Copy out, word for word, everything from the line containing "the coal pile." down to the line containing "[0,136,127,186]", including both of those lines.

※ ※ ※

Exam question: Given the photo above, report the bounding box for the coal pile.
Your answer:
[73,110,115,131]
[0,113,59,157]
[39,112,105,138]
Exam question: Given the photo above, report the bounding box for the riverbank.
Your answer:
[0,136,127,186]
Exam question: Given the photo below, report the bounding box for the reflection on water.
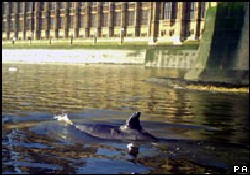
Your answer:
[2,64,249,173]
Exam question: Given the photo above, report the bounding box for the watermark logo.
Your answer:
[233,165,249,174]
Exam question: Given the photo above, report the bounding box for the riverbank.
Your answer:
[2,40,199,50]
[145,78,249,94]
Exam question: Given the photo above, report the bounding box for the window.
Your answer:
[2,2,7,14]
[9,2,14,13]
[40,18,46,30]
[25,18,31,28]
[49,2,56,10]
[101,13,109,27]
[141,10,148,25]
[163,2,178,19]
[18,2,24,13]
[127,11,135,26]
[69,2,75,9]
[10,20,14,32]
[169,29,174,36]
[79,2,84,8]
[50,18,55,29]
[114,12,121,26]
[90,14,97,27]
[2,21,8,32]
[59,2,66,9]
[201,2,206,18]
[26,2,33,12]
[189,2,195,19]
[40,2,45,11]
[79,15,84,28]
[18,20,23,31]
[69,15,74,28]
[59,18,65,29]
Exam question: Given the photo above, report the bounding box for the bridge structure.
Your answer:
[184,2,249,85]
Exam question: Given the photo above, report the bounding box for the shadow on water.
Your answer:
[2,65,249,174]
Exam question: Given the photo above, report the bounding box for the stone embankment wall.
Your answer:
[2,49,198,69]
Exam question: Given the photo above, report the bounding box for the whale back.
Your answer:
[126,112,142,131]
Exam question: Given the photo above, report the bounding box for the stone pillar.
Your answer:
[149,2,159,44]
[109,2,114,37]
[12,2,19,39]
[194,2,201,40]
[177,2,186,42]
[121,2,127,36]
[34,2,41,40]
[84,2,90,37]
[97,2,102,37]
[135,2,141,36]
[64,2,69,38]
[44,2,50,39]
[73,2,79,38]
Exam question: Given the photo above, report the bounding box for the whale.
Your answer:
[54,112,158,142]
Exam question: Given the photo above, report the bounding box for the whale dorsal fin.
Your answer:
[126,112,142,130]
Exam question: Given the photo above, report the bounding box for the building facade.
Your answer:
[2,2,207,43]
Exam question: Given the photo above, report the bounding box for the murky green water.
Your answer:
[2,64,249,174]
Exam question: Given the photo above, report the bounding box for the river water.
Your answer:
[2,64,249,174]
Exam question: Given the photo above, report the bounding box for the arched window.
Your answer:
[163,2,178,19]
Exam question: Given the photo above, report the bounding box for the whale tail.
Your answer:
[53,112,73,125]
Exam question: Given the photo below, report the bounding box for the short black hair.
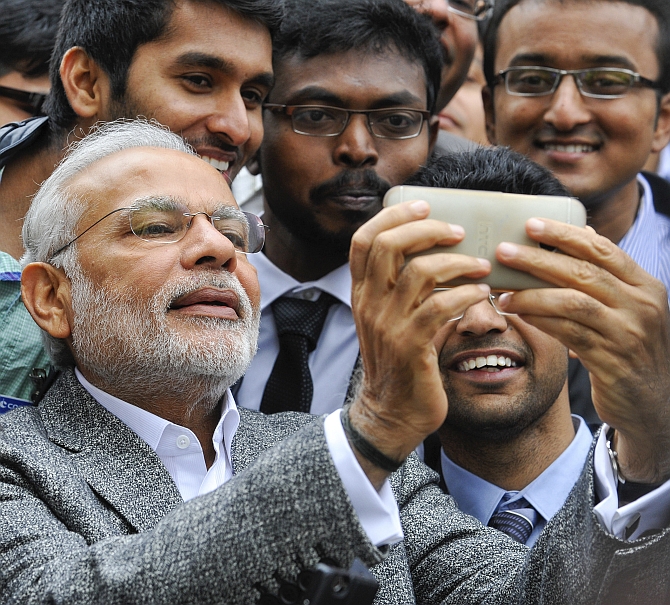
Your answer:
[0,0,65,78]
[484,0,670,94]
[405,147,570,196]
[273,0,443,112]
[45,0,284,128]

※ ※ ※

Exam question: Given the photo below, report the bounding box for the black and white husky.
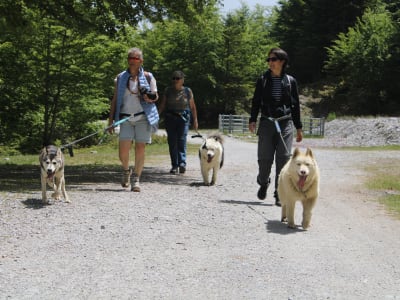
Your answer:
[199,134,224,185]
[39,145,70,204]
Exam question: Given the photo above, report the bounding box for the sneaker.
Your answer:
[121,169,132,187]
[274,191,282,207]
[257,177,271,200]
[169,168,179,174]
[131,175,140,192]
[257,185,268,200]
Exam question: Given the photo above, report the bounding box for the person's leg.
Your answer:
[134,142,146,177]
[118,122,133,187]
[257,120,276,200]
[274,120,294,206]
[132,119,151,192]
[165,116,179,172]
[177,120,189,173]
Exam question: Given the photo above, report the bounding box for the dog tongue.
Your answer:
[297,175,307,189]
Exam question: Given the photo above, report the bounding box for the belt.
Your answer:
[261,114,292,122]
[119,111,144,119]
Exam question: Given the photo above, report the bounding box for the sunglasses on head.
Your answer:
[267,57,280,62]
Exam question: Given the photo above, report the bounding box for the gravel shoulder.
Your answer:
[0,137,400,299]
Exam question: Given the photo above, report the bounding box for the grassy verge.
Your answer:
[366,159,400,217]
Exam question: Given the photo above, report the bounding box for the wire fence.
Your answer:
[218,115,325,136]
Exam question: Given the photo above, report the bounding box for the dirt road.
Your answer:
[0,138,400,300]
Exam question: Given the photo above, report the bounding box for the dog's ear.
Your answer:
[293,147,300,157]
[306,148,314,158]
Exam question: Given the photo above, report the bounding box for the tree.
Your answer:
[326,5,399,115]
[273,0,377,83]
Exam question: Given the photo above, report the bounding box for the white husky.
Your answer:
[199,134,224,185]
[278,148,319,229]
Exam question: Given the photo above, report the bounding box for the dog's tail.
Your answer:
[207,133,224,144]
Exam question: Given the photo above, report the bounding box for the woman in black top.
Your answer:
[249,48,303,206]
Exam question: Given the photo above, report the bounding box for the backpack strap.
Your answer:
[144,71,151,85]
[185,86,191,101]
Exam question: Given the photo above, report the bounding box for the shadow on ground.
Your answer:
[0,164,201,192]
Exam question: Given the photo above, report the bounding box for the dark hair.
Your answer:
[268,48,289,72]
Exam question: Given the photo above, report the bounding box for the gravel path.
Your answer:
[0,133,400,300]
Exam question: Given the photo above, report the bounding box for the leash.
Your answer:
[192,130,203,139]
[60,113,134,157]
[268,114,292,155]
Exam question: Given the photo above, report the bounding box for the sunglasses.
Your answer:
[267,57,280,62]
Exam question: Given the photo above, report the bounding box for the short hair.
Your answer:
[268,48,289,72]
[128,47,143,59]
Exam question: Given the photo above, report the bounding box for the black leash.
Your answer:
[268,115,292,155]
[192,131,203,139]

※ ※ ※

## TASK RESPONSE:
Exam question: Given the photo above, report the bounding box for the coal pile.
Your answer:
[73,110,115,131]
[0,113,59,157]
[39,112,105,138]
Exam question: Given the photo above, report the bounding box for the riverbank.
Your answer:
[0,136,127,186]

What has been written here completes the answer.